___ Texte du document ___

Mme Martine Billard - Face à la précarité des jeunes, il y a deux solutions. Celle que vous proposez, c'est d'établir une sorte de rotation du travail : enchaîner stages, CDD, CPE et autres... À ce propos, je vous signale qu'être appelé ou remercié du jour au lendemain fait partie du principe même de l'intérim ! L'autre solution est d'essayer de créer des emplois. Il y en a besoin dans le secteur associatif, dans le secteur environnemental, dans les quartiers en difficulté... Ce sont des emplois qualifiés, et qui servent l'ensemble de la société. Mais il faut choisir ce qu'on fait de son argent : offrir des exonérations aux grandes entreprise ou construire une politique sociale !

Le sous-amendement 592, mis aux voix, n'est pas adopté.

Mme Muguette Jacquaint - Je voudrais faire un rappel au Règlement. Je viens de recevoir un fax de la part de M. Brard, selon lequel la société ICADE, filiale de la Caisse des dépôts et consignations, persévère dans sa volonté d'augmenter les loyers de cent à trois cents euros mensuels dans son patrimoine de logements sociaux. Cela n'a rien à voir avec l'emploi, mais nous sommes aussi en train de parler d'égalité des chances.

M. le Président - Merci, Madame Jacquaint...

___ Entrées affichées ___

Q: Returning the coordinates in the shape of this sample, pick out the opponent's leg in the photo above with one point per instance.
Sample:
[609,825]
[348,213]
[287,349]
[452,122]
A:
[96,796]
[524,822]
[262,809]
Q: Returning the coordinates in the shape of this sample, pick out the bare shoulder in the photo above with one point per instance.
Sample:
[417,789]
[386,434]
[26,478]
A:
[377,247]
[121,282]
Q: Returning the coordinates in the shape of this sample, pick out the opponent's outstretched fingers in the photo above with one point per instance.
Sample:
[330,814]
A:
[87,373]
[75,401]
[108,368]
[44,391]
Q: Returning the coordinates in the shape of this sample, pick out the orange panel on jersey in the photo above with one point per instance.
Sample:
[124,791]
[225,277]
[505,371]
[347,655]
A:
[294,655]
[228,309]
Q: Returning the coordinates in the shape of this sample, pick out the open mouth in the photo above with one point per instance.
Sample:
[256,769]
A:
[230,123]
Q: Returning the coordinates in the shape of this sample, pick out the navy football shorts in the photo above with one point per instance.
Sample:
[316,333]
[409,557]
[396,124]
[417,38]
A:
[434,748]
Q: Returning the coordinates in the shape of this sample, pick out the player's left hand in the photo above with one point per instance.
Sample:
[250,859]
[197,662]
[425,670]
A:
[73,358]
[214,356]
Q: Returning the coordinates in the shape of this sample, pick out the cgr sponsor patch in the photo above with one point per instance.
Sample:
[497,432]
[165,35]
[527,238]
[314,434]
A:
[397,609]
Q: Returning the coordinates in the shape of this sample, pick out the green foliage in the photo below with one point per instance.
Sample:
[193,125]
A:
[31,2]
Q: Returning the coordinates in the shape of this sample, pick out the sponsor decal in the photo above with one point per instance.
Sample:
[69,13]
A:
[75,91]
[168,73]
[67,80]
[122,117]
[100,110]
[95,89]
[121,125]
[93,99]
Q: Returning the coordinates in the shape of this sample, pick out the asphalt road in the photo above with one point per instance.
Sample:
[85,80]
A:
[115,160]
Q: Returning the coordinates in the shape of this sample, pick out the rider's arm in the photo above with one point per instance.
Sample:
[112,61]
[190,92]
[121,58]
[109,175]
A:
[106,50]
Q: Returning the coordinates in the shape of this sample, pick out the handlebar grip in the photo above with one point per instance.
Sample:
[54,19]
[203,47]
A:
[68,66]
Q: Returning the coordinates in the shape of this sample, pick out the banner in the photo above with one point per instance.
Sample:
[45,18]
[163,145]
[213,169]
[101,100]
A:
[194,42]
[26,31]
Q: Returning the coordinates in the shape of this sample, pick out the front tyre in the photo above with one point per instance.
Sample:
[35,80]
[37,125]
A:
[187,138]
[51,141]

___

### À faire
**A)** D'après le compte rendu du débat parlementaire, de quel organisme la société ICADE est-elle la filiale ?
**B)** Modifiez le compte rendu du débat parlementaire depuis "Le sous-amendement 592, mis" jusqu'à "d'égalité des chances." inclus, en mettant "charges" à la place de "loyers".
**C)** Écrivez la suite du compte rendu du débat parlementaire à partir de l'endroit où il s'arrête.

### Réponses dans l'ordre
**A)** De la Caisse des dépôts et consignations.

**B)**
Le sous-amendement 592, mis aux voix, n'est pas adopté.

Mme Muguette Jacquaint - Je voudrais faire un rappel au Règlement. Je viens de recevoir un fax de la part de M. Brard, selon lequel la société ICADE, filiale de la Caisse des dépôts et consignations, persévère dans sa volonté d'augmenter les charges de cent à trois cents euros mensuels dans son patrimoine de logements sociaux. Cela n'a rien à voir avec l'emploi, mais nous sommes aussi en train de parler d'égalité des chances.

**C)**
Mme Muguette Jacquaint - C'est trop grave ! Tout ça pour être coté en bourse ! Je vous demande, Monsieur le ministre, de me donner votre opinion sur le comportement de cette société, dont les locaux sont actuellement occupés par les locataires.

M. Jean-Louis Borloo, ministre de l'emploi, de la cohésion sociale et du logement - J'ai eu l'occasion de m'entretenir de ce problème avec M. Brard. La position du Gouvernement est claire : il ne peut y avoir de déconventionnement ou de fin de conventionnement sans l'accord du maire.

La séance, suspendue à 19 heures 15, est reprise à 19 heures 20.

M. Francis Vercamer - Le sous-amendement 458 revient sur la motivation du licenciement, dont l'absence peut causer de nombreux désagréments, entraîner les salariés dans des recours coûteux en temps et en argent, et plonger les entreprises dans une insécurité juridique.

Il me paraît important de modifier l'amendement du Gouvernement pour le rendre conforme à la convention 158 de l'OIT. Celle-ci indique que, dans le cas d'une période d'essai raisonnable, la motivation peut n'être pas exigée. Toutefois, le Gouvernement considère qu'il ne s'agit pas ici d'une période d'essai, mais d'une période de consolidation : il convient donc de motiver la rupture afin de rendre cette disposition conforme à un texte que la France a ratifié !

Je réponds d'avance à M. Joyandet qui dit que nous ne pensons qu'à la rupture du contrat, et jamais à l'embauche, et je le fais en reprenant la comparaison de M. Borloo : quand on se marie, on prévoit dans le contrat les conditions de la rupture !

M. Jean-Pierre Blazy - Et en général, ça dure plus de deux ans... (Sourires)

M. Francis Vercamer - Si on ne le fait pas pour le CPE, cela créera des conditions de fonctionnement exécrables et ouvrira de nombreuses possibilités de recours.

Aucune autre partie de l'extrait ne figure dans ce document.